=== PROVIDED RECORDS ===

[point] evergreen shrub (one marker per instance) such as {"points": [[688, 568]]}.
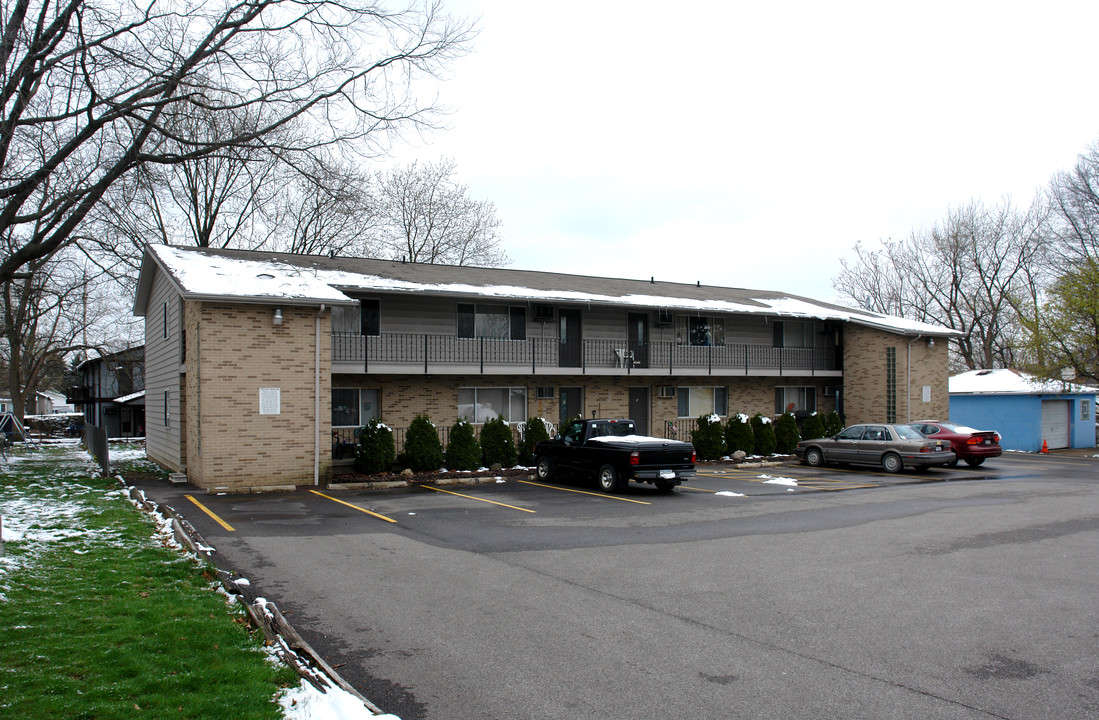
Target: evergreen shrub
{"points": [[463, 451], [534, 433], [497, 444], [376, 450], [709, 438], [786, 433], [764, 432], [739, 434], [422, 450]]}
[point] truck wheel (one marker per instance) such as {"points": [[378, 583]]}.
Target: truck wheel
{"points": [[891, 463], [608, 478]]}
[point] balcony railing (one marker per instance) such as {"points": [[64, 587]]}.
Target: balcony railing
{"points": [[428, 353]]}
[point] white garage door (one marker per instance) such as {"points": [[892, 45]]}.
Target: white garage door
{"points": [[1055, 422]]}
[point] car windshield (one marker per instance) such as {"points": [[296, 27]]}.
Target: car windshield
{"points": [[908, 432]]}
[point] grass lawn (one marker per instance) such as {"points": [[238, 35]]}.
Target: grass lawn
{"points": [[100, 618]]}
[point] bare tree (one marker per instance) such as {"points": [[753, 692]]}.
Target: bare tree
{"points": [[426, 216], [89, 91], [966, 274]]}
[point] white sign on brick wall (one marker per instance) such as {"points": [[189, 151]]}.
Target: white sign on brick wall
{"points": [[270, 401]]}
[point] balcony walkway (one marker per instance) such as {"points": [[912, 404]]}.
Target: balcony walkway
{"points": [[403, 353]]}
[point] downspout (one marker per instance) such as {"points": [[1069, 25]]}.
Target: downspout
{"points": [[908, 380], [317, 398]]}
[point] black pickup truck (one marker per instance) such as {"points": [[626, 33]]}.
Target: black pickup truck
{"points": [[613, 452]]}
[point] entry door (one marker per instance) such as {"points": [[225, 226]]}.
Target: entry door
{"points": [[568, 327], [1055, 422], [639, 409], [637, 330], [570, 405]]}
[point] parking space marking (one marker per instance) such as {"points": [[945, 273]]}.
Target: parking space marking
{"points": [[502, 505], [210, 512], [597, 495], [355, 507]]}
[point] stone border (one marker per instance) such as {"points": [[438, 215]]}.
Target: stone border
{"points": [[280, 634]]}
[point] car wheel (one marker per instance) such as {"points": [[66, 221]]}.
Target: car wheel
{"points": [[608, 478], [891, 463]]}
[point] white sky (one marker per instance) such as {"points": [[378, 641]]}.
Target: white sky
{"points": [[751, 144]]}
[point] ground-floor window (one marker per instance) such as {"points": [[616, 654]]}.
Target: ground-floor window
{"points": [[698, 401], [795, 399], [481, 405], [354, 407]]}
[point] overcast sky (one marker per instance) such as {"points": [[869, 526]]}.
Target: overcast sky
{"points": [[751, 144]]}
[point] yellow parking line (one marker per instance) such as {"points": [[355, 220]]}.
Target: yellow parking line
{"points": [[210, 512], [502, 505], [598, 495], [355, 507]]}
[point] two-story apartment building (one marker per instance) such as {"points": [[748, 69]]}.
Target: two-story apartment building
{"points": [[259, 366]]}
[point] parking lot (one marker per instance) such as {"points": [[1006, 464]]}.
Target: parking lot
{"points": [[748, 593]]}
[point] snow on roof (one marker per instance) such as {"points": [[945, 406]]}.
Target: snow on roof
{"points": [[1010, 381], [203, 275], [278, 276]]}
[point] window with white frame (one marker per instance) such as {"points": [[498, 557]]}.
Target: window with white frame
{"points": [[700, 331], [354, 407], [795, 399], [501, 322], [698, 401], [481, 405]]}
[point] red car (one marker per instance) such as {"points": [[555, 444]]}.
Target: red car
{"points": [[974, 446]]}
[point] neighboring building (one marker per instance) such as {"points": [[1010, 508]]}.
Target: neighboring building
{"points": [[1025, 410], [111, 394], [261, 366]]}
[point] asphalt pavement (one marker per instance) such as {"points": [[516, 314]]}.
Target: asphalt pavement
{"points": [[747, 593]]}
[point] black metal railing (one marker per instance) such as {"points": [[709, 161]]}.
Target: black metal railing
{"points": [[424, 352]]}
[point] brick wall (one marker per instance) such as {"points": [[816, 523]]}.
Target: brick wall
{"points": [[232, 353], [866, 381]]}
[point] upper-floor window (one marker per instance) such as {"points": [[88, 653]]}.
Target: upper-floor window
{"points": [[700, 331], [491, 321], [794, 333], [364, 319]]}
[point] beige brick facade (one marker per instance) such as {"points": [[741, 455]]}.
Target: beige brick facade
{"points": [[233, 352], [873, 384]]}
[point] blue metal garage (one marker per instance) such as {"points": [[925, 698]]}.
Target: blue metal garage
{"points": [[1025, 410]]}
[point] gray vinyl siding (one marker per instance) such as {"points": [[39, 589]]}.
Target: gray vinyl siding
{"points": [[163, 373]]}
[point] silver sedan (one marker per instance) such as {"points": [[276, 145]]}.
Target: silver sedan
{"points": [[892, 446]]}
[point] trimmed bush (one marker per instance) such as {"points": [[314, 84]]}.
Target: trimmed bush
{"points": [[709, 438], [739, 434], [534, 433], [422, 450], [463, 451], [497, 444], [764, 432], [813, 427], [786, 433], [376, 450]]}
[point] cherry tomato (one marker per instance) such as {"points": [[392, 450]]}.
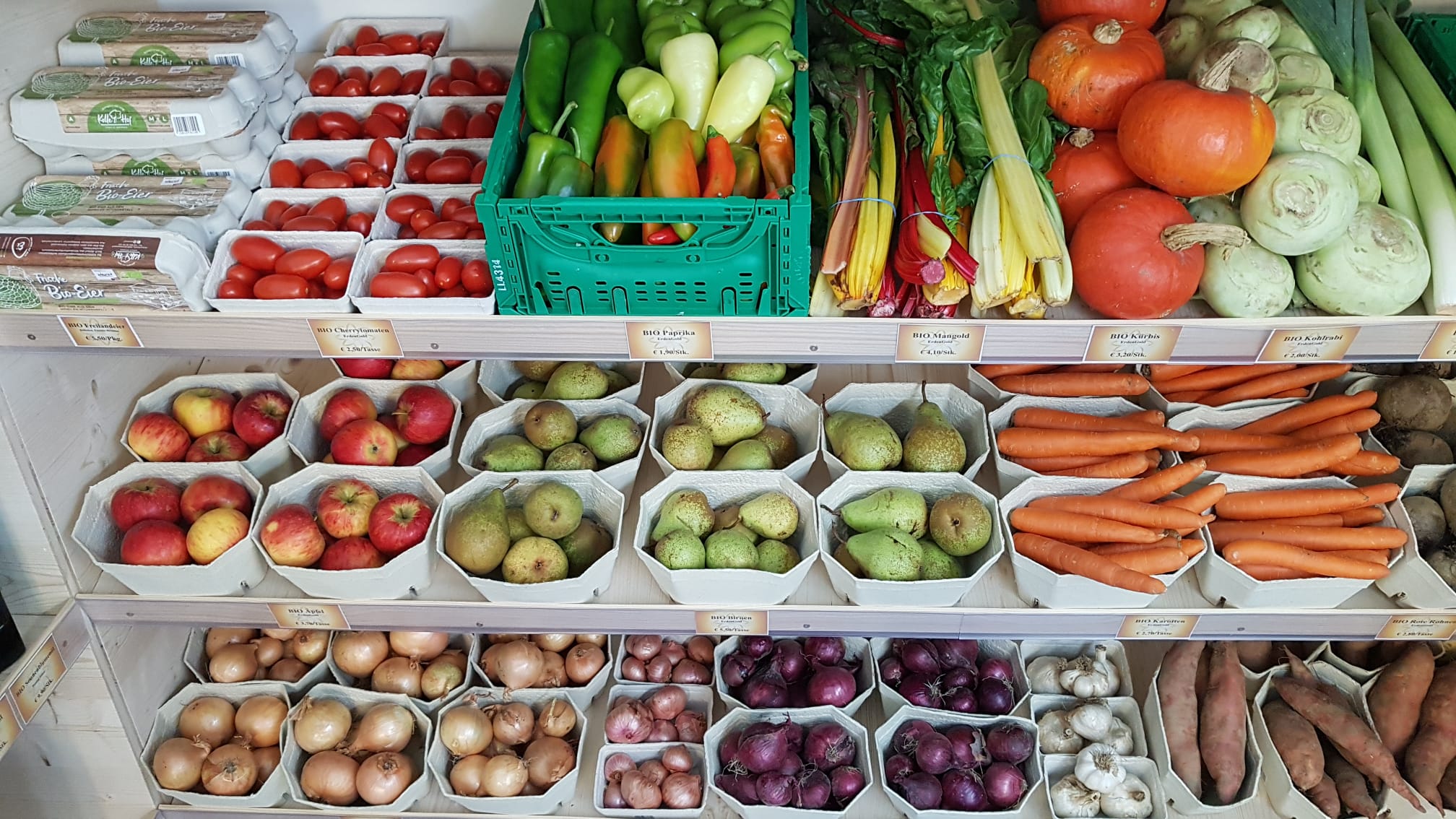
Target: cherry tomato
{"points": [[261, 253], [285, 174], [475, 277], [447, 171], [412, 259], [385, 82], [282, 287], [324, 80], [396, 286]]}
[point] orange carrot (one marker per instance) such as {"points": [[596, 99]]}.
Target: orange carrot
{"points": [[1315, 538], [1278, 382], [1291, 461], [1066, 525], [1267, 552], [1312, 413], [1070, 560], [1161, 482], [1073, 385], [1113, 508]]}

===
=== PROVIDED RECORDS ===

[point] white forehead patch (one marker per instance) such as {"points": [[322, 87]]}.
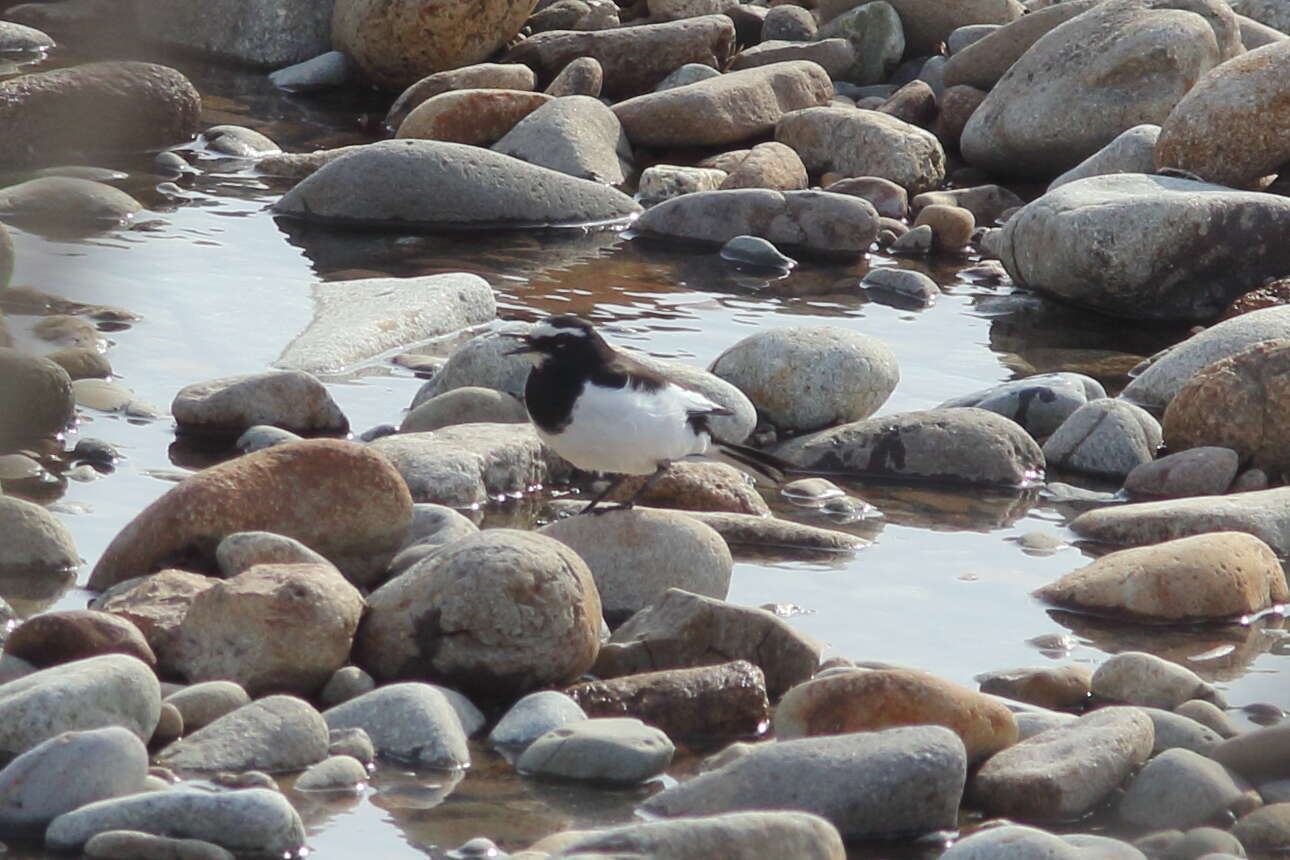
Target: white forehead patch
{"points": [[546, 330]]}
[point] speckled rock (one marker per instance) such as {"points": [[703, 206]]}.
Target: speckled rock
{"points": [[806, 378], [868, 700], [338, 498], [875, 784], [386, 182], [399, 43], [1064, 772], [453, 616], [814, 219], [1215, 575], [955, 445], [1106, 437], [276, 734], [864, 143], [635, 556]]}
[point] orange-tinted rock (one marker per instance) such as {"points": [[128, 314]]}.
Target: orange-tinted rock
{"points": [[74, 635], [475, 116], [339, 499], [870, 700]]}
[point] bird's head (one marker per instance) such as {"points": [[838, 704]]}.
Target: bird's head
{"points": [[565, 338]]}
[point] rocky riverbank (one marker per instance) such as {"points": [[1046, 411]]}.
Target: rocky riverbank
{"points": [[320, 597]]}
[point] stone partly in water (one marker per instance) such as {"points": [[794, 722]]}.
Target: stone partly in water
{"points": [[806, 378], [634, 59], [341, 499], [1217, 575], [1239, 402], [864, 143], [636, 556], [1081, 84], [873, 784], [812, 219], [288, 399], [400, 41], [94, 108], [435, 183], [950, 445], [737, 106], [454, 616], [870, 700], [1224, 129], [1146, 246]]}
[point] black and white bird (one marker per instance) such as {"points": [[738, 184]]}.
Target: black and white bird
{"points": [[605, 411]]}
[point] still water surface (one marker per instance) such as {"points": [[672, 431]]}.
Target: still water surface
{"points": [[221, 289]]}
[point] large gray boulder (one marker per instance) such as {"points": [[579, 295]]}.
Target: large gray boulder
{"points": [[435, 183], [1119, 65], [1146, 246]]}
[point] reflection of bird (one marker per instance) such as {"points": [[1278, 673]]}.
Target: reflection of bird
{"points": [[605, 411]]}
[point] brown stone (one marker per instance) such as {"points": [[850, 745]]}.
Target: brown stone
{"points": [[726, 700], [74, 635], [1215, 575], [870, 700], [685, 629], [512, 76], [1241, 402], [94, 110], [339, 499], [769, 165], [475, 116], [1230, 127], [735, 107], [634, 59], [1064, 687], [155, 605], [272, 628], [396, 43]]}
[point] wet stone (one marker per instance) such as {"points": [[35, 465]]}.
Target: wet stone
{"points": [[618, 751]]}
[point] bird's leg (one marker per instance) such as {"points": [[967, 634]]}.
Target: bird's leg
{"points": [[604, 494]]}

===
=== PROVIDED RECORDS ===

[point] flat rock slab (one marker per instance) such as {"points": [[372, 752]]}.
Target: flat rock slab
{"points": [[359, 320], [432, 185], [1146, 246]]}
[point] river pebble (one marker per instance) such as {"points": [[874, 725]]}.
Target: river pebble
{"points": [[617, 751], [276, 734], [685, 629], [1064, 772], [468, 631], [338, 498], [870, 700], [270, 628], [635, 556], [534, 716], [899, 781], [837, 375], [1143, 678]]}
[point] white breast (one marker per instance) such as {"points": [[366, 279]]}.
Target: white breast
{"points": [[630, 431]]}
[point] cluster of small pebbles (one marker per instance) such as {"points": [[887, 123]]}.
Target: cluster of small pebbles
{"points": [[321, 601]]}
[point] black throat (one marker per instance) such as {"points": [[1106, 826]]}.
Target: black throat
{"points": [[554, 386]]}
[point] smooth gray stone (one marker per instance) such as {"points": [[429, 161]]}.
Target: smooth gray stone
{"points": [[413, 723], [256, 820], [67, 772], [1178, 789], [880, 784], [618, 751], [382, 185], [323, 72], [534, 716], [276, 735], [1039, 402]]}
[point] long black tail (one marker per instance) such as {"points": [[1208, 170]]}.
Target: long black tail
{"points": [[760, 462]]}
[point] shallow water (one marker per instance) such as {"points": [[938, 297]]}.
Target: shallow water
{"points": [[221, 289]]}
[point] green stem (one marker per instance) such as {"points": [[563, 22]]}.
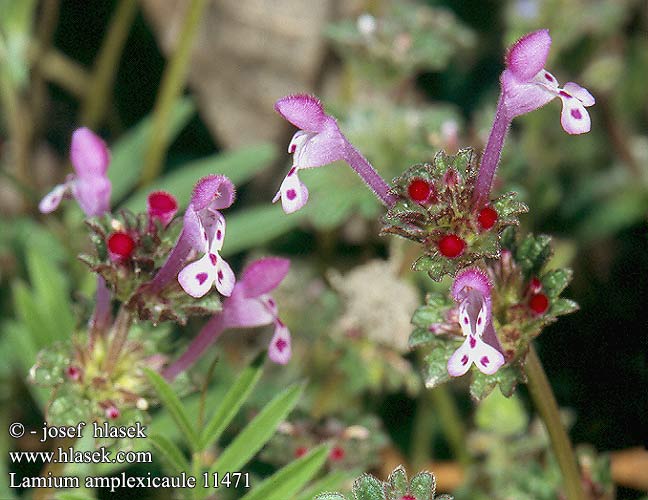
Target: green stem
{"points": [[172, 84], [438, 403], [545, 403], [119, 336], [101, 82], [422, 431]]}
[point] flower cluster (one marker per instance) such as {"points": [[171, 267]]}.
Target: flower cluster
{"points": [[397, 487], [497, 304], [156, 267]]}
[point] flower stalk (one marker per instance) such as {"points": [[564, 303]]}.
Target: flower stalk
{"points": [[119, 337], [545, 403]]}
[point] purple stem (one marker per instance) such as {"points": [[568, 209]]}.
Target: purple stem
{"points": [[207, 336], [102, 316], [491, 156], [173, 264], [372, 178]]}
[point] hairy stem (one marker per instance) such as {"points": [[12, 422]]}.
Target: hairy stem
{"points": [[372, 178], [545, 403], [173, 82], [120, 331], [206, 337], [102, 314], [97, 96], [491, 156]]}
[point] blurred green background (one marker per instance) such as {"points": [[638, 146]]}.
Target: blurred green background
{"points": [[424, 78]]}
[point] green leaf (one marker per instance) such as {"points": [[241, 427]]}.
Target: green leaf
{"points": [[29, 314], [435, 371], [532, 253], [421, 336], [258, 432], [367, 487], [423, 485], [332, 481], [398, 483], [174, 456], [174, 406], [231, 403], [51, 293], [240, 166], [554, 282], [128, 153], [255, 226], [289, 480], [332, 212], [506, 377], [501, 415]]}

===

### INSTRUCTION
Pick out every line in the records that contains the word "overcast", and copy each one in full.

### THE RESULT
[point] overcast sky (one marker per instance) such as {"points": [[869, 526]]}.
Target: overcast sky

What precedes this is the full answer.